▶ Excerpted data:
----

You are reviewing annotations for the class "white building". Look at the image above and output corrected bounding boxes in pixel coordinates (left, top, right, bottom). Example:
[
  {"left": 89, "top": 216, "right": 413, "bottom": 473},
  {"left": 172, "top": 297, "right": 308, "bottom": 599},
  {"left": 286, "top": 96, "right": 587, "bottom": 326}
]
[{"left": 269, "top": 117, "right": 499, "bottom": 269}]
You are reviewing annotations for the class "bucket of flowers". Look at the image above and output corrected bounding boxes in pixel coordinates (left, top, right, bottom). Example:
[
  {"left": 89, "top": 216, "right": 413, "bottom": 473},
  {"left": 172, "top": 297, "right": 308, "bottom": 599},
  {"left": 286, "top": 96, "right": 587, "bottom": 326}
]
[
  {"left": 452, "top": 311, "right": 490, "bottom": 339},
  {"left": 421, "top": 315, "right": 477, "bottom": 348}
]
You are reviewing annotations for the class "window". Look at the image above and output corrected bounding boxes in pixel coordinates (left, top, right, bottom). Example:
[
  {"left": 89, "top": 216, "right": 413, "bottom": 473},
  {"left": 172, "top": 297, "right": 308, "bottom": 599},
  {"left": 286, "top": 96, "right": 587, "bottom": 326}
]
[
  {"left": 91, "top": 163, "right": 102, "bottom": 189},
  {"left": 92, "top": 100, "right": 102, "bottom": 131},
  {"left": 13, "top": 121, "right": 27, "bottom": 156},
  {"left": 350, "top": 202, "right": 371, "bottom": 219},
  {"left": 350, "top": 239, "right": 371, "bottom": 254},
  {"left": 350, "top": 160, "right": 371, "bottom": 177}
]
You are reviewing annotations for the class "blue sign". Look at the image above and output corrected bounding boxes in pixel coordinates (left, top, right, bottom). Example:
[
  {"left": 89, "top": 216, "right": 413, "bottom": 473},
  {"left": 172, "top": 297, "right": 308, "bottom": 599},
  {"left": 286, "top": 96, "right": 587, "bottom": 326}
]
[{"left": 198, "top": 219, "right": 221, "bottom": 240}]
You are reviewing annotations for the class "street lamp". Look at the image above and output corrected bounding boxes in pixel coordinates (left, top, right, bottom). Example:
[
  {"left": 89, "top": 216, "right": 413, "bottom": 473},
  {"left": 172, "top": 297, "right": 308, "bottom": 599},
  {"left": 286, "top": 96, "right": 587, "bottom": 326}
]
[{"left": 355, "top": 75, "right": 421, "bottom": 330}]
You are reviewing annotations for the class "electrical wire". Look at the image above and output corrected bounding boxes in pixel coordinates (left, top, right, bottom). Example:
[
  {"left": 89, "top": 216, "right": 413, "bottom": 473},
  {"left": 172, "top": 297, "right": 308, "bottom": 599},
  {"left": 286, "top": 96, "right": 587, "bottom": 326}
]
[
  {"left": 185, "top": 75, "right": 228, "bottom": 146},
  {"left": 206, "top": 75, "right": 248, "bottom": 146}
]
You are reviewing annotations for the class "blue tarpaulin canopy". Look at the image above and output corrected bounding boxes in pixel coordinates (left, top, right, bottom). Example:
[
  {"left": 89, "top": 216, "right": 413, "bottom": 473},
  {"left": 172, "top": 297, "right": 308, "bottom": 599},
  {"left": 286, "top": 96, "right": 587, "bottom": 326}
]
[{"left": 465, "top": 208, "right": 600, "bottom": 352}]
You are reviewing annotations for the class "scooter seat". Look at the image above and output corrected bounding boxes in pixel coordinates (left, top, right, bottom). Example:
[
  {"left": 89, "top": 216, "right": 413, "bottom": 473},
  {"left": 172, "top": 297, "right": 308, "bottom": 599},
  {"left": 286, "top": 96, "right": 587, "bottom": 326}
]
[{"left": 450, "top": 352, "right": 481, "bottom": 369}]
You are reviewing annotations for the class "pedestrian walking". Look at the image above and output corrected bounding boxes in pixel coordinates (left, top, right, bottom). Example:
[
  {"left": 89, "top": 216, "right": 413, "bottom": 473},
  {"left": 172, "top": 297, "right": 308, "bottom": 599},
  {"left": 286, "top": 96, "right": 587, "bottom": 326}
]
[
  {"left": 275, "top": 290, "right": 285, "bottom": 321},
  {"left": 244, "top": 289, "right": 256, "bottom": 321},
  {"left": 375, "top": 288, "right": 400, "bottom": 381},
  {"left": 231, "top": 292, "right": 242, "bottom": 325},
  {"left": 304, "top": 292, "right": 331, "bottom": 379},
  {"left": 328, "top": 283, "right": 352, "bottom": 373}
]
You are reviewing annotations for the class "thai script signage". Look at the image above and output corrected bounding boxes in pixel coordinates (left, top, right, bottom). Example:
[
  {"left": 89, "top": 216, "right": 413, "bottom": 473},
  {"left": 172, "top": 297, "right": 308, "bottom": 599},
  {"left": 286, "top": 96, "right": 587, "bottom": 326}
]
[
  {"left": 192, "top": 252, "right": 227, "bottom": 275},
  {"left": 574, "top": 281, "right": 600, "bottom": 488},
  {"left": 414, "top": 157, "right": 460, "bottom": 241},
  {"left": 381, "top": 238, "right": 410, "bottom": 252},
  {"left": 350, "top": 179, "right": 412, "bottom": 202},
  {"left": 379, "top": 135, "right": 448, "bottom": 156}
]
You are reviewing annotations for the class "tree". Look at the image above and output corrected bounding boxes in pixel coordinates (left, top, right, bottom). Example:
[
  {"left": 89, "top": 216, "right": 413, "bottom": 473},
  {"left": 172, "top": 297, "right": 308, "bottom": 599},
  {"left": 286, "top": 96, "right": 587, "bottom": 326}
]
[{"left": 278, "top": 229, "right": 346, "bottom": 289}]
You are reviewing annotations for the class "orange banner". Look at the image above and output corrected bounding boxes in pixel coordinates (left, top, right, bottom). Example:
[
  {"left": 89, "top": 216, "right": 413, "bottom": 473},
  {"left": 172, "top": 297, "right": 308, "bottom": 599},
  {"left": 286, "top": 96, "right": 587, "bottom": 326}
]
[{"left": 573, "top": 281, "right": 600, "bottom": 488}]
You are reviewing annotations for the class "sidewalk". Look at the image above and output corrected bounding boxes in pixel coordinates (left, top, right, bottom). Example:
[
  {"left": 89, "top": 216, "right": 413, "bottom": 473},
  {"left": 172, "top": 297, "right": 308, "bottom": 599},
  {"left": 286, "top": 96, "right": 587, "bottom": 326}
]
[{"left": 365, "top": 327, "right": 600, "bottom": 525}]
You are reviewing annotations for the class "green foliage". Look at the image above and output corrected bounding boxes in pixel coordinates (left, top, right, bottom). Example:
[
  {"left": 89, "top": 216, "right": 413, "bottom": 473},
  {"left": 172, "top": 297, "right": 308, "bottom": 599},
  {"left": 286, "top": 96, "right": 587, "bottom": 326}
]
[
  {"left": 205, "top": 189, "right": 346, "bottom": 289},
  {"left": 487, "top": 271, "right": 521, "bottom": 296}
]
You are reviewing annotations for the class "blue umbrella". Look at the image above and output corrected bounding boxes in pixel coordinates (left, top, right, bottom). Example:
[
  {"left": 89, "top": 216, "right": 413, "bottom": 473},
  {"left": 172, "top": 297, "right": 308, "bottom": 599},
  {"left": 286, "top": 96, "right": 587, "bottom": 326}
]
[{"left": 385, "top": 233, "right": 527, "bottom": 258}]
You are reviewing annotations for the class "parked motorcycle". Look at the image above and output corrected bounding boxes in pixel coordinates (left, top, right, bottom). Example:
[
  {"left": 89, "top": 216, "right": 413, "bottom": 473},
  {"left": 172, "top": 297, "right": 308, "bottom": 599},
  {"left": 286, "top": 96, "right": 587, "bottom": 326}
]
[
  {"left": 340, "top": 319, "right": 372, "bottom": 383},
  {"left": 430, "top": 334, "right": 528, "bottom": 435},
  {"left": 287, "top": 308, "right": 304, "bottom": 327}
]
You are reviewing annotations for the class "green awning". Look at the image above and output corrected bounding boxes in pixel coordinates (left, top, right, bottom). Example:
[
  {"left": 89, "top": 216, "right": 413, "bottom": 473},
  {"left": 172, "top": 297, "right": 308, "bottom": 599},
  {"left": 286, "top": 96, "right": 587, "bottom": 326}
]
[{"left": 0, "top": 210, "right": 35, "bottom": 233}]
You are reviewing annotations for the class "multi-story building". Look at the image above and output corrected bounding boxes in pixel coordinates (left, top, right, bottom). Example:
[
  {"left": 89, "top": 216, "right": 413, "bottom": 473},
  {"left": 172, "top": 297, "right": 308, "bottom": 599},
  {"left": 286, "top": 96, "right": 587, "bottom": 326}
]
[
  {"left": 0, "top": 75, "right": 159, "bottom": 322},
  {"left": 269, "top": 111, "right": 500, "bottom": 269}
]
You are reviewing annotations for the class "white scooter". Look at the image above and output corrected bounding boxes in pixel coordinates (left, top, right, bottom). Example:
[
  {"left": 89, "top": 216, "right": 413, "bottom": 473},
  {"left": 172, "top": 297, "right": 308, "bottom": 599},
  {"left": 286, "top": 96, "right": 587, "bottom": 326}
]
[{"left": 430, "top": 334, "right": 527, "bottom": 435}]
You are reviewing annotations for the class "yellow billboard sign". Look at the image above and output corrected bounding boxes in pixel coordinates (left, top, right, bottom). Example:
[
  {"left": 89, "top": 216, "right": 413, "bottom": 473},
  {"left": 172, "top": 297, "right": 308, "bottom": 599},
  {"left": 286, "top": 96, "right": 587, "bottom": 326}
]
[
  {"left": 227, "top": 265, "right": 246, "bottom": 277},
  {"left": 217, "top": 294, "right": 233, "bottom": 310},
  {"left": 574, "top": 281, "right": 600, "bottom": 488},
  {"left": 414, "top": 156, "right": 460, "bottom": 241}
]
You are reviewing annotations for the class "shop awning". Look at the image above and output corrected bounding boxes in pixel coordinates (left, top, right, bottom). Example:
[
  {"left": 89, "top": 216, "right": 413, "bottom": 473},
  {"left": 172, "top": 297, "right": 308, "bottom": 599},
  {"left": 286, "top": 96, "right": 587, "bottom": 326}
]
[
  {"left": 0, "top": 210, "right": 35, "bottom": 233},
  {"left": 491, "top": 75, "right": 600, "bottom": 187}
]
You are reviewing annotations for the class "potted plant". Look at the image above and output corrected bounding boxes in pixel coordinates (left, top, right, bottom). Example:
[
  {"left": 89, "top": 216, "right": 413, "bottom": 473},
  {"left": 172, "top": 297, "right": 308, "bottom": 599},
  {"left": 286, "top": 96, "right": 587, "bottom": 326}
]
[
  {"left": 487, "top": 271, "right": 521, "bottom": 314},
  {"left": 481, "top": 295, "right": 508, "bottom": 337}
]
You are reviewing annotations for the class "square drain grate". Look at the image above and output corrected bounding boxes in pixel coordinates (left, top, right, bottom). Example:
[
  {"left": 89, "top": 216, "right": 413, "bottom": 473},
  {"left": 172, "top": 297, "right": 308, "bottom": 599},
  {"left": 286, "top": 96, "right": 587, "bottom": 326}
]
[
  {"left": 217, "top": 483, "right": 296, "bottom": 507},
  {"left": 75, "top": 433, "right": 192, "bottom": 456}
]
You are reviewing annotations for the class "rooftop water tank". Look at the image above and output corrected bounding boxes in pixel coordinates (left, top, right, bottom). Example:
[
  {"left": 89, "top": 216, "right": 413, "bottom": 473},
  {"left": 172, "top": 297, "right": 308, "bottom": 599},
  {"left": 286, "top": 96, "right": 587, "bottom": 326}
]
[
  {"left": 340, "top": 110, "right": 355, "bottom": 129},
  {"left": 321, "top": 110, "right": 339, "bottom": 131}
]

----

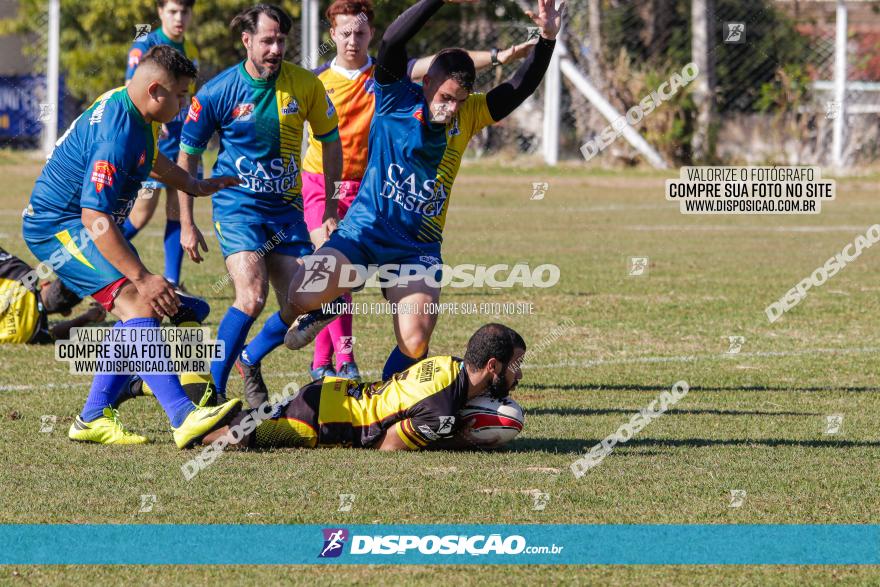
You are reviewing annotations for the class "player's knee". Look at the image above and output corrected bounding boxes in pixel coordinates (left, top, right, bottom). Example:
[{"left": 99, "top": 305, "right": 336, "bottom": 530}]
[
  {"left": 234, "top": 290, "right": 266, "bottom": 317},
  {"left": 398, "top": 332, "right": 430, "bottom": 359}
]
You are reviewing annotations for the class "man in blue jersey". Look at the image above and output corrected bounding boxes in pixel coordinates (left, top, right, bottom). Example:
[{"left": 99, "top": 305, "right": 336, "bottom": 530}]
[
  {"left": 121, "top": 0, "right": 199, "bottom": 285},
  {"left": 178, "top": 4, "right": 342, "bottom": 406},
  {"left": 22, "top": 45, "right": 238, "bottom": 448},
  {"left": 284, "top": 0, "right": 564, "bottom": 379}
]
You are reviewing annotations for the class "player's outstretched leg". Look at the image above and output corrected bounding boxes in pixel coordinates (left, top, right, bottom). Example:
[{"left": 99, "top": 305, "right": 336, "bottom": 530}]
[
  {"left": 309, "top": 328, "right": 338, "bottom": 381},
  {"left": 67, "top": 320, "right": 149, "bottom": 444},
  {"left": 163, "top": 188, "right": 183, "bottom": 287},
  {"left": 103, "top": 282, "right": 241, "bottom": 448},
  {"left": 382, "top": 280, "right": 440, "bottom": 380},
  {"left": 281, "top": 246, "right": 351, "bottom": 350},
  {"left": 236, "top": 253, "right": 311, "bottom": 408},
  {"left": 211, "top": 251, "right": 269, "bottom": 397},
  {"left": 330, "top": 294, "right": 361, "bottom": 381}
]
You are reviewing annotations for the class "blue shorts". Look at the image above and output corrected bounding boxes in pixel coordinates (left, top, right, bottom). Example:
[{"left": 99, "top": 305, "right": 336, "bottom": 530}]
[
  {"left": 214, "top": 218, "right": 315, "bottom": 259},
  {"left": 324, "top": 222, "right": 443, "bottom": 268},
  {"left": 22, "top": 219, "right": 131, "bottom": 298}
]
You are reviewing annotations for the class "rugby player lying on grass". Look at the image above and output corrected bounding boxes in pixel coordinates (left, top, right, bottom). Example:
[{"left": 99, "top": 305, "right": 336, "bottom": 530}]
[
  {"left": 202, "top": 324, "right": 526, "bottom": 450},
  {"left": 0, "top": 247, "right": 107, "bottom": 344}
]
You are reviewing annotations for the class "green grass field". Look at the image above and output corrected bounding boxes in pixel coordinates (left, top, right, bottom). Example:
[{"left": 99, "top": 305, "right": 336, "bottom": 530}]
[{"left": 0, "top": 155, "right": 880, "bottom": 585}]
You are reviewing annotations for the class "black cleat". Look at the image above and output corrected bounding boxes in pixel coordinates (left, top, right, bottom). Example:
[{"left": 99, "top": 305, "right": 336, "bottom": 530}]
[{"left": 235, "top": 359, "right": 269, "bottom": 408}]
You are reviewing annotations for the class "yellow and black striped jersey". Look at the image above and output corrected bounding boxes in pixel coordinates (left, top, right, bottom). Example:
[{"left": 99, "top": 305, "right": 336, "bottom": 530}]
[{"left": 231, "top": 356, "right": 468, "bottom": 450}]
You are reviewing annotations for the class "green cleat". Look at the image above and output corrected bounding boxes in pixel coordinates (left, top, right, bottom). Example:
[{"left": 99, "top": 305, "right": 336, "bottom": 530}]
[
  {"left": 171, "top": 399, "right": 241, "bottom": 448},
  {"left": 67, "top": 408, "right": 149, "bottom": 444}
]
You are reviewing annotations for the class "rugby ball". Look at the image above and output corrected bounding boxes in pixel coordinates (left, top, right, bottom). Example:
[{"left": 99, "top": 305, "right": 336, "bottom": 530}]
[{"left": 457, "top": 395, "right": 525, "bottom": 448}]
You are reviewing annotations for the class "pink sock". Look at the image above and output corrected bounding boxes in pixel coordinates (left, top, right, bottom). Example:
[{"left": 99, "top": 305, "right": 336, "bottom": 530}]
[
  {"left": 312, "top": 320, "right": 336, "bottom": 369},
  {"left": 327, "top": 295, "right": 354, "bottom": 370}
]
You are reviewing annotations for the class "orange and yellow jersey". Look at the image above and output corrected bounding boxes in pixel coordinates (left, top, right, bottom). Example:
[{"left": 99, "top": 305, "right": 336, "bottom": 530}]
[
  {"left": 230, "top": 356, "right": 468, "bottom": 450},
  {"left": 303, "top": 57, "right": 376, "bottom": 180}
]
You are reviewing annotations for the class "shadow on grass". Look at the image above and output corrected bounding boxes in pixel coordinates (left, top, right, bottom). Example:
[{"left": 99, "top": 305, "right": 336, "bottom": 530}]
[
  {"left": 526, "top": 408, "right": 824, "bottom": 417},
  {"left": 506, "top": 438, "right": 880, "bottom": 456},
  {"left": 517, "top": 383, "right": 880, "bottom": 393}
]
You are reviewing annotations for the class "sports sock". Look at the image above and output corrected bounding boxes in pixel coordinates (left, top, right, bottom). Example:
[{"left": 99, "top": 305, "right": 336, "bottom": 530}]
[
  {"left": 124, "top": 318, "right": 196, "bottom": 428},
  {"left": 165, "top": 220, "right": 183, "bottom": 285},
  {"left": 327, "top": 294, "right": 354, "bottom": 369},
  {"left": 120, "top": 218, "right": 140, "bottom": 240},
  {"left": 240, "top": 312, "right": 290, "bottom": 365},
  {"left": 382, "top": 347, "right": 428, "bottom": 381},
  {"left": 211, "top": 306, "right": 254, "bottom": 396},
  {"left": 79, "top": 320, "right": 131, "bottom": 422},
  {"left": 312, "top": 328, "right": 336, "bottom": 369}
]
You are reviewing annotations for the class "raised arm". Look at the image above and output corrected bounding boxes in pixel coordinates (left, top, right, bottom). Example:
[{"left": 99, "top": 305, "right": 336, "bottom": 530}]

----

Show each line of the listing above that contains the string "grass". Letter case must match.

You are reviewing annotations for the class "rugby player lying on grass". Look at the image above and output corrected bounding boxes in pixel coordinates (left, top, right, bottom). Example:
You are reviewing annotations for the class "green grass field". Look at the image above and output corrected bounding boxes in pixel coordinates (left, top, right, bottom). Example:
You are reviewing annotations for the class "shadow on grass". Look at the image above and output corrected bounding boxes in pixel coordinates (left, top, right, bottom). Example:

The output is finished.